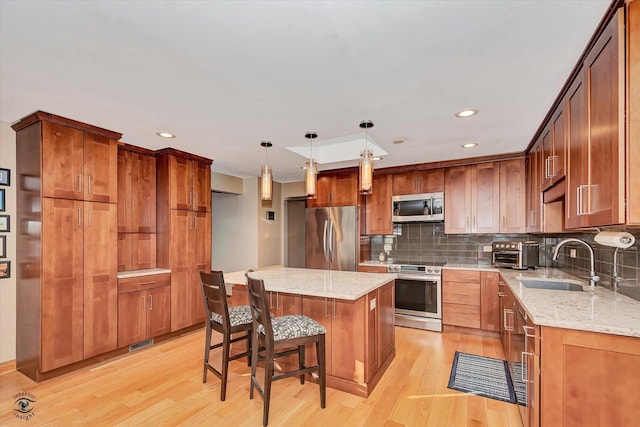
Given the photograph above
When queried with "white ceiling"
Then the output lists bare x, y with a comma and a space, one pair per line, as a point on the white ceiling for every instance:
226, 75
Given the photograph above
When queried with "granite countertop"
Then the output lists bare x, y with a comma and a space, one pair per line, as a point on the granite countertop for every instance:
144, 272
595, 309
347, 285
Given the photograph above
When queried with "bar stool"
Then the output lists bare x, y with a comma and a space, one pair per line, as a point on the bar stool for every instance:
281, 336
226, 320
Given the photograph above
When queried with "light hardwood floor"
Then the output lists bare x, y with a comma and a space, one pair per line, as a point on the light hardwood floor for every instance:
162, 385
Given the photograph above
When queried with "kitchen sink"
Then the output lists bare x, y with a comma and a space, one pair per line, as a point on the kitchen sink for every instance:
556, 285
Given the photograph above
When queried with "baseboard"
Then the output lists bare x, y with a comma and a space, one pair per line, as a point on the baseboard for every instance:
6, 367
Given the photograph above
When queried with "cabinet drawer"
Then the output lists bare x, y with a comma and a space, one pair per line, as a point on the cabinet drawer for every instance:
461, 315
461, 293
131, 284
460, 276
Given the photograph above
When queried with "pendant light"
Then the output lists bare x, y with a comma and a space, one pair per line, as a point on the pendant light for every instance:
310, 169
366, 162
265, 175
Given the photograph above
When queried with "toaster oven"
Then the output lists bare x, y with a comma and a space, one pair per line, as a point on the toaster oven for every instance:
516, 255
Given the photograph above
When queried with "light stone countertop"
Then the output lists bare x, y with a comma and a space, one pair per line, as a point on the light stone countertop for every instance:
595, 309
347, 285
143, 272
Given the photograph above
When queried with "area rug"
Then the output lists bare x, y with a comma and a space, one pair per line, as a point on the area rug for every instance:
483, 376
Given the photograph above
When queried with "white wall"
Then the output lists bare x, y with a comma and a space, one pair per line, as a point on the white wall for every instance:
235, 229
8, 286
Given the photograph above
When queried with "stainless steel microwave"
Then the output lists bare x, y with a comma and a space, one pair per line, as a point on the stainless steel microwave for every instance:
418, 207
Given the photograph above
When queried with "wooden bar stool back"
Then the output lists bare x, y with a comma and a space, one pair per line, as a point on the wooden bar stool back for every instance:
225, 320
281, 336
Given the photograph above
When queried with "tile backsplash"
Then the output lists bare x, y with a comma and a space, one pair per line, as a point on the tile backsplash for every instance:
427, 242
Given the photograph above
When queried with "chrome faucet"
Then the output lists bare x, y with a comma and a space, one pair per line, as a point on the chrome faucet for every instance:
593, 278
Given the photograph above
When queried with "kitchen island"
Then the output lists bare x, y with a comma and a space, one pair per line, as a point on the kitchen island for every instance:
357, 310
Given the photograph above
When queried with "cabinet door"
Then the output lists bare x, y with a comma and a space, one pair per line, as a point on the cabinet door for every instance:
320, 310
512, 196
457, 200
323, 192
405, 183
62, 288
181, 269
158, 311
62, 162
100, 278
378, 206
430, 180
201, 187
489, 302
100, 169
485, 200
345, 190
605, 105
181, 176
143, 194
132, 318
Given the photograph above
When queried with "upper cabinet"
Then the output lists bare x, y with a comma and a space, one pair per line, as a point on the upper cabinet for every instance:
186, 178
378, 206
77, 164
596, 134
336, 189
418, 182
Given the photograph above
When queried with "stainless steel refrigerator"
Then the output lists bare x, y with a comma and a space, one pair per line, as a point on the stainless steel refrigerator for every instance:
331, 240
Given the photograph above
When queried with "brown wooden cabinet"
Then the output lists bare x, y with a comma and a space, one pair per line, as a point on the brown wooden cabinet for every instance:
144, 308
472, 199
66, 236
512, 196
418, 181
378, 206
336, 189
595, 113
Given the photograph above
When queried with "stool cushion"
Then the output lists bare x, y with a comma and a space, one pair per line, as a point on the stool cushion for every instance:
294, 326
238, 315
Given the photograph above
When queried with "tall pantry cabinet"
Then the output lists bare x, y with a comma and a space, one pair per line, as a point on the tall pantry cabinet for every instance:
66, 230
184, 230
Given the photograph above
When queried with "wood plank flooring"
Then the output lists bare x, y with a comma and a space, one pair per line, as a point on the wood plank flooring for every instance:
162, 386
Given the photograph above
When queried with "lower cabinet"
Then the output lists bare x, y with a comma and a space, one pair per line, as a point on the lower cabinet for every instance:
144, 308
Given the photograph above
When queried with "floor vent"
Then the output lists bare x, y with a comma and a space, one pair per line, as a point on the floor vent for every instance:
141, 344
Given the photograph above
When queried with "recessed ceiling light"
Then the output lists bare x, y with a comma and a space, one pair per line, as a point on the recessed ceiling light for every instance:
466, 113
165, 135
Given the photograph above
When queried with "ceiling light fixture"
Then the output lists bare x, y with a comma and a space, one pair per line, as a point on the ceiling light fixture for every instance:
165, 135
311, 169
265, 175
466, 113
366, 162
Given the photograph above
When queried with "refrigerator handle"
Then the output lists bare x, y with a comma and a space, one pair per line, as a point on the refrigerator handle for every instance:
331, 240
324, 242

• _Instruction_: Write out the listing above exactly as it stands, pictures excluded.

• _Output_:
Given the photograph above
When queried with "white ceiling"
Then the output lists bare x, y with a comma and a space, one pair per line, as a point on the white ceiling for every instance:
226, 75
Given the photograph above
When queried with "granite countertop"
Then the output lists bare x, y with a comma and a space, one pair per line, as a point on the granite countertop for every instance:
144, 272
595, 309
347, 285
Given the photograph above
When queried with "bar stool"
Then the output lists bare x, y with a comma and a space, one pair per line, as a point on the bar stool for every instance:
281, 336
226, 320
Given the photograph above
When queried with "light hardwood floor"
Then the output lists bare x, y with a comma and a space, one pair per line, as a point on the light hardwood floor for every instance:
162, 385
Given the photograph above
When queried with "kitchen sink"
Then the output lists bare x, y with a comma and a space, one pair per line, as a point on the kitchen sink for every instance:
556, 285
Given the photograph above
When queried with "baseboard"
Then the output lists bare x, y with a comma and a space, one pair per line, as a point on the baseboard for every instance:
6, 367
Given the photograph above
When queried with "cabinet drawer"
Then the output lists bare x, y with a comma and a space, one pair per line, as a point on the cabinet drawer for every instance:
461, 315
461, 293
131, 284
460, 276
Given the photograph above
When queried with "pendant light"
Then the output lists bare x, y with a comma and a space, one pair per line, as a point on the pendant light for every instance:
310, 169
366, 162
265, 175
Given the photograph above
When queried with "toaster oven"
Then the output lists bare x, y with a comma and a space, one pair per line, as a point on the toaster oven for every instance:
516, 255
Given the photograph above
When queried with "light stone countertop"
Then the output lists bare x, y with a comma and a space, one pair per line, as a point on the light stone countertop for every instance:
595, 309
347, 285
143, 272
Given the photograph above
When queried with "area rug"
Then the output lists bare x, y with a comma and a space, one pair per line, as a point on the area rug for every instance:
483, 376
Given the photograph above
When queried with "white wall"
Then the output lists bare x, y with a comma and a space, one pair per line, as a point on the white wall for every instance:
235, 229
8, 286
Given the photograph above
When queried with "stainless steel microwave"
Then the output lists bare x, y with a comma and a space, one pair per line, as a point on the stainless steel microwave for every instance:
418, 207
Given the photograph above
When queried with "wooden bar stool back"
Then the output lists bare x, y with a comma and a space, one pair per line, as a point on the wooden bar stool back for every instance:
225, 320
281, 336
Given the photograph above
When queried with "tile backsplash"
Then the output lists bare x, y with a comma and a space, one pair per line, as a point on the tile backsplash for every instance:
427, 242
Given the photograph above
When queried with "chrome faucet"
Then the output lists bare x, y with a comma and a space, one pair per line, as a point on the chrome faucet for every instance:
593, 278
Given the photograph above
When queried with "kitchen island"
Then the output lists bare x, y with a comma and a space, one pair per line, as a point on the kitchen island for every instance:
357, 310
Given the photograph above
When queried with "cabinet door"
Then the output lists bare x, y with a comma and a space, one pair per line, as a point on the cabinet door for every instance:
320, 310
512, 196
457, 200
323, 192
405, 183
62, 288
181, 269
158, 311
62, 162
100, 278
378, 206
430, 180
201, 187
489, 302
100, 169
485, 200
345, 190
605, 105
181, 176
143, 194
132, 318
Given the photograph above
When queried with "upper cabinet"
Then the output lists bare x, y with a comma and a space, one pair per line, as a point on the upper cabinet for every instance:
186, 178
378, 206
77, 164
596, 134
336, 189
418, 182
Given the photograph above
When queried with "stainless steel refrigerator"
Then the output lists bare x, y with a comma and a space, one pair per line, as a point on the stainless steel refrigerator for every instance:
331, 240
Given the photograph above
When queried with "brown wooden cabinet"
Then the output lists bare x, y with a comma and a space, one pair per line, as a point on the brown wooden cabinet for every instance:
144, 308
472, 199
66, 236
512, 196
418, 181
378, 206
336, 189
595, 113
Given the photograph above
When queried with "stool cushion"
Then the output lists bare x, y with a comma and a space, one pair per line, as a point on the stool cushion for every instance:
294, 326
238, 315
Given the photograph above
When queried with "tall pantry cabinet"
Then the output lists bare x, y with a comma and a space, one pair per line, as a point on the tall pantry cabinet for every instance:
66, 230
184, 230
Given the photograph above
When queried with "wood plank flooring"
Then the output lists bare x, y with a comma and a space, one pair per line, as a point on the wood plank flooring for every instance:
162, 386
Given the photograph above
When queried with "lower cabinet"
Then the output lists bare x, y with a comma and a space, one pair per line, as a point on the lower cabinet for every instance:
144, 308
Given the photograph above
When queried with "floor vent"
Then the output lists bare x, y with a comma and a space, one pair per line, as a point on the floor vent for every instance:
141, 344
Given the photograph above
When queried with "recessed ceiling light"
Then the output lists bare x, y with a comma and a space, one pair per line, as a point on the recessed ceiling light for every instance:
466, 113
165, 135
Given the photograph above
When queried with "ceiling light fixture"
Then the output lists bare x, y with a comma and a space, one pair per line, as a point on the ceiling light fixture for every instance:
165, 135
311, 169
265, 175
466, 113
366, 162
Given the photograph above
When queried with "refrigerator handle"
Then the output lists bare x, y with a comma and a space, one pair per line, as a point on the refrigerator handle for every instance:
331, 240
324, 242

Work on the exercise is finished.